▶ **Exercise instructions**
A. Please rewrite the liquid dispensing passage from "Second, the bent" to "in the slit.", replacing "slit" with "groove".
B. Write the next part of the liquid dispensing passage, picking up after its final sentence.

▶ **Selected extract**

● ● ● ●

The mentioned more preferable configuration enables the shape conversion in the liquid dispensing apparatus to be easily performed by simply moving the second support member relatively with respect to the first support member.
The mentioned configuration may be arranged as first to third application examples cited hereunder. First, the bent shape conversion unit may include a plate-shaped member having the first support member fixed to a surface thereof and including a slit linearly extending so as to allow the second support member to be inserted, the plate-shaped member supporting the second support member inserted in the slit, so as to allow the second support member to linearly move in the extending direction of the slit, and a driving unit configured to perform the shape conversion by linearly driving the second support member supported by the plate-shaped member in the extending direction of the slit.
Second, the bent shape conversion unit may include a first plate-shaped member having the first support member fixed to a surface thereof, a second plate-shaped member having the second support member fixed to a surface thereof and including a slit linearly extending so as to allow the first support member fixed to the first plate-shaped member to be inserted, the second plate-shaped member being configured to be driven to linearly move in the extending direction of the slit relatively with respect to the first support member inserted in the slit, and a driving unit configured to perform the shape conversion by linearly driving the second plate-shaped member in the extending direction of the slit thereby linearly moving the second support member relatively with respect to the first support member in the slit.
Third, the bent shape conversion unit may include a plate-shaped member having the first support member fixed to a surface thereof, a frame member having the second support member fixed thereto and configured to be made to pivot by a rotational driving force, such that the position where the second support member is fixed is made to pivot about a rotation axis coinciding with a straight line on the plate-shaped member passing the position where the first support member is fixed, and a driving unit configured to perform the shape conversion by driving the frame member to pivot so as to make the second support member relatively pivot with respect to the first support member.

● ● ● ●

[Location identification entries]
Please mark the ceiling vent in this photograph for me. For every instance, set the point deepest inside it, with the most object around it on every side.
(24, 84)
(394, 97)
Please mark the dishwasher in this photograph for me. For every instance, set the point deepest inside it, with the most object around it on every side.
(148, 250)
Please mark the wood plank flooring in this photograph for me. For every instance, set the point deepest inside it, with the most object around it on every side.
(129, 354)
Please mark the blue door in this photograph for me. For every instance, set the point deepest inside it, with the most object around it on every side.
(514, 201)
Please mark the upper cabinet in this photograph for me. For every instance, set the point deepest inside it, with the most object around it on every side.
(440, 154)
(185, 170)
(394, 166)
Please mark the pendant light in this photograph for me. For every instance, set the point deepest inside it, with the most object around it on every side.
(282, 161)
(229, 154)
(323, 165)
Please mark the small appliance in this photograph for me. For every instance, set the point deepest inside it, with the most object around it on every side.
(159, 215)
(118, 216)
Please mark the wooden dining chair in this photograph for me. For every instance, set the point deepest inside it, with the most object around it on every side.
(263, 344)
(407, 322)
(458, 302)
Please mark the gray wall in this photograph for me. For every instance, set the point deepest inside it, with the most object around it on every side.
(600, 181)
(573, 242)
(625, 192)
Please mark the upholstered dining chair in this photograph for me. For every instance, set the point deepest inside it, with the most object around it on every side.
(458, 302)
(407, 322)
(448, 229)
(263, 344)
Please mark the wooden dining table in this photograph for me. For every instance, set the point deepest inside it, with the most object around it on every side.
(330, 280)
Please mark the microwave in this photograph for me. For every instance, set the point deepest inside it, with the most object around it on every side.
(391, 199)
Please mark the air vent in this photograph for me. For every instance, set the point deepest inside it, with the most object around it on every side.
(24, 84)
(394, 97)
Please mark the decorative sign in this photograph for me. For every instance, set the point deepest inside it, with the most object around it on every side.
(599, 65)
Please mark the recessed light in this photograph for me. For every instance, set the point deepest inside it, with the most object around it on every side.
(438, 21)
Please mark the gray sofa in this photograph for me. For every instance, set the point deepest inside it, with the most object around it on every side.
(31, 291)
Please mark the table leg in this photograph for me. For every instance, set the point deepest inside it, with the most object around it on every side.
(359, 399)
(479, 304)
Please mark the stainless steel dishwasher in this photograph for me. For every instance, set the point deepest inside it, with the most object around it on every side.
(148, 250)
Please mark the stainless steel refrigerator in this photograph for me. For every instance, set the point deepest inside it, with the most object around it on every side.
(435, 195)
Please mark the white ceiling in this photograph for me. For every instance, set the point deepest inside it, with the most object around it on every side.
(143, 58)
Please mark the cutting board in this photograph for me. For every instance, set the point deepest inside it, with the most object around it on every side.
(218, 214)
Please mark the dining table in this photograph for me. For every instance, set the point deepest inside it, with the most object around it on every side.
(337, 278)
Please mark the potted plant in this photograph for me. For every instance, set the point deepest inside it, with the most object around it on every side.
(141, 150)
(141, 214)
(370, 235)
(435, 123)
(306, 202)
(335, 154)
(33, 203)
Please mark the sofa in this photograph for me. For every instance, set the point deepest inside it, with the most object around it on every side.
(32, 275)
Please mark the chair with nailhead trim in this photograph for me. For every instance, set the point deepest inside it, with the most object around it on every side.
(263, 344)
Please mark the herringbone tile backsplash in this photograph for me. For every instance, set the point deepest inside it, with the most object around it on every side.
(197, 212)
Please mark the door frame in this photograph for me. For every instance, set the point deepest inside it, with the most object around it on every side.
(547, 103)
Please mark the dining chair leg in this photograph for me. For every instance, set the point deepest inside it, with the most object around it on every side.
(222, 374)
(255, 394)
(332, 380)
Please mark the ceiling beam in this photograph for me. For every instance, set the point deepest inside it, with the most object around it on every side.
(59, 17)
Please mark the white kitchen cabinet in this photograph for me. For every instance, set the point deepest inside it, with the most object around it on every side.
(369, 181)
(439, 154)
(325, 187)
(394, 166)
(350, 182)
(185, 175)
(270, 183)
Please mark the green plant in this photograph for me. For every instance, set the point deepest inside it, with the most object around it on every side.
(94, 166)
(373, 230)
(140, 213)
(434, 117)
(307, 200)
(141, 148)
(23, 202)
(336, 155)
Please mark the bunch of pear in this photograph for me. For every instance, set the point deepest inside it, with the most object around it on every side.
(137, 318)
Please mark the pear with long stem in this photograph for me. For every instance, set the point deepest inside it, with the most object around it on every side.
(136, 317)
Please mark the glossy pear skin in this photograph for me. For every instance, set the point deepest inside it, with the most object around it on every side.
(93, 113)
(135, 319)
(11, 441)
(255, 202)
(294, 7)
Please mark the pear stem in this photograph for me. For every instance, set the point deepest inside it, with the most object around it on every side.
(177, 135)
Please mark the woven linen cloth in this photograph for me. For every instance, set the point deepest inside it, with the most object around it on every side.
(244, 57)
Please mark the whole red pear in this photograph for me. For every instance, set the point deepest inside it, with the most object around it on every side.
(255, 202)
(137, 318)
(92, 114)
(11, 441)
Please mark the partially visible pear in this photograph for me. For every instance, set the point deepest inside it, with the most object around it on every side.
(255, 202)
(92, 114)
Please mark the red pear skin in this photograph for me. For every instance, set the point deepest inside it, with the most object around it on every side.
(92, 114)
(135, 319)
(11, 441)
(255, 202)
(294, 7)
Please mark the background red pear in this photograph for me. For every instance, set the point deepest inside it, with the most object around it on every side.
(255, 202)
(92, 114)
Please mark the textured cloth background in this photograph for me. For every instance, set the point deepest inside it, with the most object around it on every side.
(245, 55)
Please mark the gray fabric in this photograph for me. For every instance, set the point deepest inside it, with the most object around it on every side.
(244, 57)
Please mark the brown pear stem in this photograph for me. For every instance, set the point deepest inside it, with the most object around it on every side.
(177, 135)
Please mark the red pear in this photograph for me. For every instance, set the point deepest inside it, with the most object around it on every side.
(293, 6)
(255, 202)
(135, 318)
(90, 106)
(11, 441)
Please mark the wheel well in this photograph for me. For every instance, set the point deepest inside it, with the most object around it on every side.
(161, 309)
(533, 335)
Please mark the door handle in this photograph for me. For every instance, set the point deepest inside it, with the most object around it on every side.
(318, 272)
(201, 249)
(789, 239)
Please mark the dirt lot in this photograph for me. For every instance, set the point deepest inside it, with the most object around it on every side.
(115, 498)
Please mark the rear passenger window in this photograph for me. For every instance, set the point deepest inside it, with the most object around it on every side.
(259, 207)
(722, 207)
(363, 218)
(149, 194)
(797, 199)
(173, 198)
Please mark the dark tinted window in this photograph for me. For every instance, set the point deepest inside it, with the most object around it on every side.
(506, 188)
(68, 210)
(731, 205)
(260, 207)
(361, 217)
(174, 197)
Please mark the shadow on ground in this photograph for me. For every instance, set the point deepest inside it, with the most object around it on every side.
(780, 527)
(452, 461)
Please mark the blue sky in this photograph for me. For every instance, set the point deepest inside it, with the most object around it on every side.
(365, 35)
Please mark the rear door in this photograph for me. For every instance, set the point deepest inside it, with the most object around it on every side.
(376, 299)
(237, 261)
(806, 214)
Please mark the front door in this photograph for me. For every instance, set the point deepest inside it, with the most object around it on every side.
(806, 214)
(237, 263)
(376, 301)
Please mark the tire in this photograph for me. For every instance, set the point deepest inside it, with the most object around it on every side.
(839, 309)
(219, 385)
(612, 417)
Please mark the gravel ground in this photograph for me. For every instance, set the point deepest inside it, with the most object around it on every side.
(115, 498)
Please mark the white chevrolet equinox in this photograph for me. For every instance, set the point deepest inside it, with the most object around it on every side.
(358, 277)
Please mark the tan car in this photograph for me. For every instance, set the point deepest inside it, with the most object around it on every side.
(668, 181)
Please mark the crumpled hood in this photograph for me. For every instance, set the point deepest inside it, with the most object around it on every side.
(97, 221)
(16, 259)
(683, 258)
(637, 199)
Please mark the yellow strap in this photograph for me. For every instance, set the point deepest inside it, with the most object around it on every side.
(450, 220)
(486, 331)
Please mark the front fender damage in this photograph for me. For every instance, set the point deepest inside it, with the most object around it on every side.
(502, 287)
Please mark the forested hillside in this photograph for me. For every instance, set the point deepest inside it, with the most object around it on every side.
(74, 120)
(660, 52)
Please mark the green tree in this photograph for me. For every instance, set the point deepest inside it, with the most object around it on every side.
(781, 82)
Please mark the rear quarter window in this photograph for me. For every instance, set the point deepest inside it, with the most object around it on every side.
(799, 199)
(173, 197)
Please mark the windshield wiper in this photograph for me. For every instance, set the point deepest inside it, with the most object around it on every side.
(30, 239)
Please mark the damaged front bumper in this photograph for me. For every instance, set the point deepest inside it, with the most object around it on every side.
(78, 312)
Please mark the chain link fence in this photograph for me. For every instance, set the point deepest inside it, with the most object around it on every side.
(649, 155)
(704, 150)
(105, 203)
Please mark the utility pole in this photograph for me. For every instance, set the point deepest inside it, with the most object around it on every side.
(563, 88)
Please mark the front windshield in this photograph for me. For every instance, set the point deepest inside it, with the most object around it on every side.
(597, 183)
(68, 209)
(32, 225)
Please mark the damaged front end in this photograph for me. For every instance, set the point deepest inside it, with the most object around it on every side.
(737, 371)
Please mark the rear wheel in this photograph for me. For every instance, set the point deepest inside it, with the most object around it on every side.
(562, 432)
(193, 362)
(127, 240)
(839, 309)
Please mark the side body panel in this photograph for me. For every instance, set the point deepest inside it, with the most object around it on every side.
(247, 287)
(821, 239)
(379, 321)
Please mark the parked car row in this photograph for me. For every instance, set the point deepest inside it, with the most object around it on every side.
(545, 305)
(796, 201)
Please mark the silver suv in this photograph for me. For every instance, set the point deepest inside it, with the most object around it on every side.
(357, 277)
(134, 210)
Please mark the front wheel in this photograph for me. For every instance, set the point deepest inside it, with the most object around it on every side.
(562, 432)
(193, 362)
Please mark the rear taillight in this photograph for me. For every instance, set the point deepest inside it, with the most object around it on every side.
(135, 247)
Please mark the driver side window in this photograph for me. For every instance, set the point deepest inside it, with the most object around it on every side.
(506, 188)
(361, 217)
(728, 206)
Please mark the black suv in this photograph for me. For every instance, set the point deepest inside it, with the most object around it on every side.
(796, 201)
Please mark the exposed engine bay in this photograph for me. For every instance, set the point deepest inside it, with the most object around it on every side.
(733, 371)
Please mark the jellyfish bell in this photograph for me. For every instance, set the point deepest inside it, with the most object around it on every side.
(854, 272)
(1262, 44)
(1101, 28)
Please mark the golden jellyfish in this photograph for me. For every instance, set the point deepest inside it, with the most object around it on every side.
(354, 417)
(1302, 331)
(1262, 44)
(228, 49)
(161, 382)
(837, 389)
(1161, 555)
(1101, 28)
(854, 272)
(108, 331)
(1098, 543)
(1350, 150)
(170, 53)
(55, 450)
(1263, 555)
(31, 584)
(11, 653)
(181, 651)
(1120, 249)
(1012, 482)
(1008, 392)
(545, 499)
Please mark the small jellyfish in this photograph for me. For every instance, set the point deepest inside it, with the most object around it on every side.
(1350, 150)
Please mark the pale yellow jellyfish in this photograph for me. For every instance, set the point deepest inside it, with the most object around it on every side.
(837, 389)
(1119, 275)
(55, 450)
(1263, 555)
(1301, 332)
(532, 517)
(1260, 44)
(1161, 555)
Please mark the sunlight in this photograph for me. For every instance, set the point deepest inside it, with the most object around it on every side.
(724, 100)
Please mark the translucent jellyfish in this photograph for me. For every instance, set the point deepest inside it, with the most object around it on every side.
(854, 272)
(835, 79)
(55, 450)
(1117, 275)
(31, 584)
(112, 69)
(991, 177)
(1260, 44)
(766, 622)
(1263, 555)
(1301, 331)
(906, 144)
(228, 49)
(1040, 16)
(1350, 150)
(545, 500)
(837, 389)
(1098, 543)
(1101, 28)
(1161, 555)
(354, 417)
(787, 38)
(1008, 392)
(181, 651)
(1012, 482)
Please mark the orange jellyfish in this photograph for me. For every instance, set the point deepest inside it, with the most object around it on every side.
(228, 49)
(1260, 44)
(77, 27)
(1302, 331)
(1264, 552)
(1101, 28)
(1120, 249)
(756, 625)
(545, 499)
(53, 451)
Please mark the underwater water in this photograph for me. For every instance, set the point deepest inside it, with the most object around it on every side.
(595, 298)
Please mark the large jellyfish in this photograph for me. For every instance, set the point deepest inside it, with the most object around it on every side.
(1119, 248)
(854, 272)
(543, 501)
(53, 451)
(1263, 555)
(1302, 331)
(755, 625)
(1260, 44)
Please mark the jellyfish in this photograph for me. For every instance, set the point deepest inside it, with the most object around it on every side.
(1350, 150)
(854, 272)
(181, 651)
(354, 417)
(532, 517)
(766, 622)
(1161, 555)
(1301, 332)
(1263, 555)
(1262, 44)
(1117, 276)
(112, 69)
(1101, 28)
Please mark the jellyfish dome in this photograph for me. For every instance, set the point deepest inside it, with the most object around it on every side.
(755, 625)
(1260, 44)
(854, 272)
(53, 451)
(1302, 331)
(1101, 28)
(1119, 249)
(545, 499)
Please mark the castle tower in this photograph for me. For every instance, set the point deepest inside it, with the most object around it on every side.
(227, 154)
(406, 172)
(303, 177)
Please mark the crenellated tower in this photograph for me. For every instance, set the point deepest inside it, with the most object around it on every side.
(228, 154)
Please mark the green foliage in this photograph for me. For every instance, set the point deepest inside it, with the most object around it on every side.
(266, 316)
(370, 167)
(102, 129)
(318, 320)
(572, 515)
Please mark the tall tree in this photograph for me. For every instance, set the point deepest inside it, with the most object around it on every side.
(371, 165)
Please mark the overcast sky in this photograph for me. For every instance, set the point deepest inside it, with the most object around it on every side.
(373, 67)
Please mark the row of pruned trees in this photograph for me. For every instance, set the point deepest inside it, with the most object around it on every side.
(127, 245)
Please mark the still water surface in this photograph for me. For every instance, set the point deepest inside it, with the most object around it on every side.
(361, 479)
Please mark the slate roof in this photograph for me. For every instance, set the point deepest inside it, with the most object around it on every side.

● ● ● ●

▶ **Answers by task**
A.
Second, the bent shape conversion unit may include a first plate-shaped member having the first support member fixed to a surface thereof, a second plate-shaped member having the second support member fixed to a surface thereof and including a groove linearly extending so as to allow the first support member fixed to the first plate-shaped member to be inserted, the second plate-shaped member being configured to be driven to linearly move in the extending direction of the groove relatively with respect to the first support member inserted in the groove, and a driving unit configured to perform the shape conversion by linearly driving the second plate-shaped member in the extending direction of the groove thereby linearly moving the second support member relatively with respect to the first support member in the groove.

B.
The first to the third application examples cited above enable the shape conversion to be performed with a simple structure.
Preferably, the foregoing liquid dispensing apparatus may further include a control unit configured to cause the bent shape conversion unit to perform the shape conversion and restore the initial shape of the liquid supply path by reverse conversion of the shape of the liquid supply path after the shape conversion.
The one or more bent portions may include the bent portion of the second type, in which case the bent portion that had the second shape before the shape conversion is converted into the bent portion of the first type, upon performing the shape conversion. In the bent portion of the first type newly formed after the shape conversion, the precipitation of the sedimentary substance in the liquid becomes relatively more active. With the mentioned preferred configuration, however, since the initial shape is restored through the reverse conversion of the liquid supply path, the bent portion of the first type newly formed after the shape conversion again assumes the second shape. Therefore, the precipitation of the sedimentary substance in the newly formed bent portion of the first type can be avoided, and consequently the homogeneity in density in the liquid supply path can be improved.
More preferably, the control unit may be configured to alternately perform the shape conversion and the reverse conversion at predetermined time intervals.
In this case, the precipitation of the sedimentary substance in the bent portion of the first type disappears at the predetermined time intervals. Therefore, the homogeneity in density in the liquid supply path can be further improved.
Other features of the present invention will become more apparent through description of embodiments given hereunder with reference to the drawings.
The invention will be described with reference to the accompanying drawings, wherein like numbers reference like elements.
Hereafter, a first embodiment of the liquid dispensing apparatus according to the present invention will be described. The first embodiment corresponds to the first application example cited above.
The printer 1 shown in
As show in
The feeding unit 10 serves to deliver the rolled paper to the transport unit 20. The feeding unit 10 includes a paper shaft (not shown) on which the rolled paper is wound and rotatably supported, and rollers (not shown) with which the paper drawn out from the paper shaft is engaged to be guided to the transport unit 20.
The transport unit 20 serves to transport the rolled paper delivered from the feeding unit 10 along a predetermined transport route. The transport unit 20 includes a plurality of rollers (not shown) disposed along the transport route, transport motors (not shown) that rotate those rollers, and a platen (not shown) that supports a portion of the rolled paper located in the printing region on the transport route. When the rolled paper moves sequentially passing through the rollers the transport route for the rolled paper is defined, and the rolled paper is intermittently transported along the transport route by the transport unit 20, by a unit distance corresponding to the printing region.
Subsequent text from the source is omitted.